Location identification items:
- - - - -
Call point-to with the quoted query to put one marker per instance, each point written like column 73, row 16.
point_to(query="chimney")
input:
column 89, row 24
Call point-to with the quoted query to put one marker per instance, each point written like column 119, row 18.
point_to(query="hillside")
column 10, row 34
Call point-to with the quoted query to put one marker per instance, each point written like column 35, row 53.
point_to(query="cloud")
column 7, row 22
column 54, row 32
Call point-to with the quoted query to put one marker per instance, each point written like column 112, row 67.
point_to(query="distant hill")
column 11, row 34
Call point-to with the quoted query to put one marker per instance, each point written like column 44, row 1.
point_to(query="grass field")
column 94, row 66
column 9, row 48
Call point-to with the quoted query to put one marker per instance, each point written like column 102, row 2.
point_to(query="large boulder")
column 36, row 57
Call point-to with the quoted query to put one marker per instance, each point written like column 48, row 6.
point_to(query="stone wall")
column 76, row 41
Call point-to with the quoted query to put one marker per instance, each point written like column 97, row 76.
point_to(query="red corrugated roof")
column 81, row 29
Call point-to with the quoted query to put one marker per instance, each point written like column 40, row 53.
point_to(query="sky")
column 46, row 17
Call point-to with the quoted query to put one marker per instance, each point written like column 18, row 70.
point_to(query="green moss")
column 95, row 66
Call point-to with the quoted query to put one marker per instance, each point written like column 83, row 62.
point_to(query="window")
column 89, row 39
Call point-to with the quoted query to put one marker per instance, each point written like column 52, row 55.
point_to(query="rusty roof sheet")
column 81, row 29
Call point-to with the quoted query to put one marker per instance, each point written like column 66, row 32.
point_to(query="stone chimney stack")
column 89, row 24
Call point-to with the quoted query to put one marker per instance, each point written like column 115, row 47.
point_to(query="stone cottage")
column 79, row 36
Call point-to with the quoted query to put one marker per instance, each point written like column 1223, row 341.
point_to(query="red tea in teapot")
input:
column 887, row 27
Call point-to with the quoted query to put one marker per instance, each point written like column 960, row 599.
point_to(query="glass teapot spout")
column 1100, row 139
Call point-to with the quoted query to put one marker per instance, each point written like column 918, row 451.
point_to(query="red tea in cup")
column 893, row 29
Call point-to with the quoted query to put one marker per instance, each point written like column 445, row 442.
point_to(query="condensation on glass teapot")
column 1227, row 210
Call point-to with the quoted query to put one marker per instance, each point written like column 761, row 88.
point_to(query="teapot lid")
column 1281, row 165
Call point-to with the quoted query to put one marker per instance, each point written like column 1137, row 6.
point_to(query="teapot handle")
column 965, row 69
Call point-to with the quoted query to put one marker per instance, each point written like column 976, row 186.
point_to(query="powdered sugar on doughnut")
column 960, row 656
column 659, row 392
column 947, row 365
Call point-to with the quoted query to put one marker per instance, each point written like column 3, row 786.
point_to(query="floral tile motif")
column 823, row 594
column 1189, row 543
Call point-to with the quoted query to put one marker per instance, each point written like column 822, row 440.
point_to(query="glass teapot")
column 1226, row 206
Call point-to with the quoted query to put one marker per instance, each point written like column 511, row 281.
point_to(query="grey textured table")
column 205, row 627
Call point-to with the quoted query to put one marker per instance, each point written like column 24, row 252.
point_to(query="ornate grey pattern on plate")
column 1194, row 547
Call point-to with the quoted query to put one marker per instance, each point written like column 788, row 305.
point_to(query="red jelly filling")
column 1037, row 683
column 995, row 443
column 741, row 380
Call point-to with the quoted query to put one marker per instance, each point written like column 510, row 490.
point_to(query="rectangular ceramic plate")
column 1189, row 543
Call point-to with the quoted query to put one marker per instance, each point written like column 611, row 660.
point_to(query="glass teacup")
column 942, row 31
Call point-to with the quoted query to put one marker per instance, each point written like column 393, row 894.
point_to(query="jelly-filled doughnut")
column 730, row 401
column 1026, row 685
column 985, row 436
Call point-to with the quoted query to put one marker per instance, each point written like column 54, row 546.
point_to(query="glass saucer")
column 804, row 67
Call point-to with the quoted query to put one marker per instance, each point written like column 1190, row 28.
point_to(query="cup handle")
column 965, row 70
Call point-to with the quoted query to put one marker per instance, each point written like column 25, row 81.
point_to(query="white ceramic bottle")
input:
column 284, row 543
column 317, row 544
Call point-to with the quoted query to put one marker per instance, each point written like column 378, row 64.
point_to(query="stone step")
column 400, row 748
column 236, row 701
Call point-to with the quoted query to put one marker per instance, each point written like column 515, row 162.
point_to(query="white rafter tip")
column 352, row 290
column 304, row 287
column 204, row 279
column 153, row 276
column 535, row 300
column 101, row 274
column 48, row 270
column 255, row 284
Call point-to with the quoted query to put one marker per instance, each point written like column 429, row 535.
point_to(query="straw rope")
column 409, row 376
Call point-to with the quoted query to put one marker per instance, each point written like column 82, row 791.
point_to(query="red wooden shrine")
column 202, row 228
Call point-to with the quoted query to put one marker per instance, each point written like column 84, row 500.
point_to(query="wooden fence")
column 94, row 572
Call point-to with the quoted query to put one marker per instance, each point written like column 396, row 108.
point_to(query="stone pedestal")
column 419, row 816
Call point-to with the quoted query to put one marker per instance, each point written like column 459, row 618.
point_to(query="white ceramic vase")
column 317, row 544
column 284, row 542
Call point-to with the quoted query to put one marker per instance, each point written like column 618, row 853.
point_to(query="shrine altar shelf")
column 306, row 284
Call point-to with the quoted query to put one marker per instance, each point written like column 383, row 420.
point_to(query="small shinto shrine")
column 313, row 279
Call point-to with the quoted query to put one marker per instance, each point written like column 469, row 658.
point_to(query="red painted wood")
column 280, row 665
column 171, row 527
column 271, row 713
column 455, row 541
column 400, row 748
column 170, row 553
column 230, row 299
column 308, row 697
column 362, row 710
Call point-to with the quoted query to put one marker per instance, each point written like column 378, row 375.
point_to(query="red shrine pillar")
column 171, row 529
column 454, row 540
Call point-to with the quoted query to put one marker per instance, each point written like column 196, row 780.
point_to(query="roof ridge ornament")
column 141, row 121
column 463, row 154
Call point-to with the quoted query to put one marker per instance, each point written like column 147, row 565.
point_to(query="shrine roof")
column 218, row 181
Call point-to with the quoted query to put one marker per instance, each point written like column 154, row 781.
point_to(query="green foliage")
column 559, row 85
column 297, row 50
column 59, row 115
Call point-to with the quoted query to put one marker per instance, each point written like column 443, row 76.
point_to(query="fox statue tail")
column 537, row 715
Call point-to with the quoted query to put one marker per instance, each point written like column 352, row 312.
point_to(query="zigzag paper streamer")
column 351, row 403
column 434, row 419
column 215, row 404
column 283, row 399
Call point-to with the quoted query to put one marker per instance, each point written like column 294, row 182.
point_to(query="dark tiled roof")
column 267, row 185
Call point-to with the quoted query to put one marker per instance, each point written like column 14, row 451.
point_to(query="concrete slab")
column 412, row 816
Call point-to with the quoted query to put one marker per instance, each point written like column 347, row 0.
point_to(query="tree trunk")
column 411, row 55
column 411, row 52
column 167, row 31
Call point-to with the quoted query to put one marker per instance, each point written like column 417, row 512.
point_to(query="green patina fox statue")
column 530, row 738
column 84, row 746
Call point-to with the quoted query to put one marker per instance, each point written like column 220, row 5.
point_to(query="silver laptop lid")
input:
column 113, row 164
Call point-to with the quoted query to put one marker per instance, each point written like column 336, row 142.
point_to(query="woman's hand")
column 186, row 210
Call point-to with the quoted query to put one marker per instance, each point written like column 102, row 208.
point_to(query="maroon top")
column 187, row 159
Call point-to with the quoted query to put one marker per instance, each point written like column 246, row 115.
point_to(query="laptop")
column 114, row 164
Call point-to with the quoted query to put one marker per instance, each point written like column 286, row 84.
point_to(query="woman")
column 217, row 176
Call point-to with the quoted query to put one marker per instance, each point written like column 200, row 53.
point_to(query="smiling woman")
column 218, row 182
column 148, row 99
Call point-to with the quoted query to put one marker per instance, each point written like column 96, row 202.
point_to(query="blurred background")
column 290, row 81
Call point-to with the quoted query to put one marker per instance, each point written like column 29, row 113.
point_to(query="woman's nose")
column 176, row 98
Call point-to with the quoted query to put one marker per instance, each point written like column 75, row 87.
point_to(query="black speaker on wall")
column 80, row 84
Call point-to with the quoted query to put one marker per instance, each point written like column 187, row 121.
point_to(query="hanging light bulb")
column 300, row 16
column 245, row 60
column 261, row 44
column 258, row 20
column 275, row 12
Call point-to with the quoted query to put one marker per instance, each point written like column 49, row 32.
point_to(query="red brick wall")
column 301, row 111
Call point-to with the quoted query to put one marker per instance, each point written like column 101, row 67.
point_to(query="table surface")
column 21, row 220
- - - - -
Rename "marker" to "pin" in the rows from the beginning through the line that has "column 89, row 39", changing nothing else. Give back only those lines.

Call point-to with the quoted query to put one pin per instance, each point written like column 73, row 16.
point_to(query="chimney")
input:
column 89, row 24
Call point-to with the quoted query to put one pin per instance, each point written like column 119, row 18.
point_to(query="hillside")
column 10, row 34
Call point-to with the quoted query to put one pin per instance, each point written like column 35, row 53.
point_to(query="cloud")
column 7, row 22
column 54, row 32
Call point-to with the quoted query to put one pin per instance, each point written like column 112, row 67.
point_to(query="distant hill")
column 11, row 34
Call point-to with the quoted query to put one pin per instance, each point written like column 44, row 1.
point_to(query="grass field")
column 94, row 66
column 9, row 48
Call point-to with the quoted query to put one pin per instance, each point written like column 102, row 2.
point_to(query="large boulder")
column 36, row 57
Call point-to with the quoted query to put one pin per instance, each point written like column 48, row 6.
point_to(query="stone wall")
column 76, row 41
Call point-to with the quoted query to put one pin per instance, each point written like column 97, row 76.
point_to(query="red corrugated roof")
column 81, row 29
Call point-to with the quoted query to put one pin per instance, each point written like column 40, row 53.
point_to(query="sky")
column 46, row 17
Call point-to with the quoted query to put one pin per instance, each point written like column 18, row 70.
point_to(query="green moss")
column 95, row 66
Call point-to with the quoted query to put one pin per instance, each point written like column 83, row 62.
point_to(query="window")
column 89, row 39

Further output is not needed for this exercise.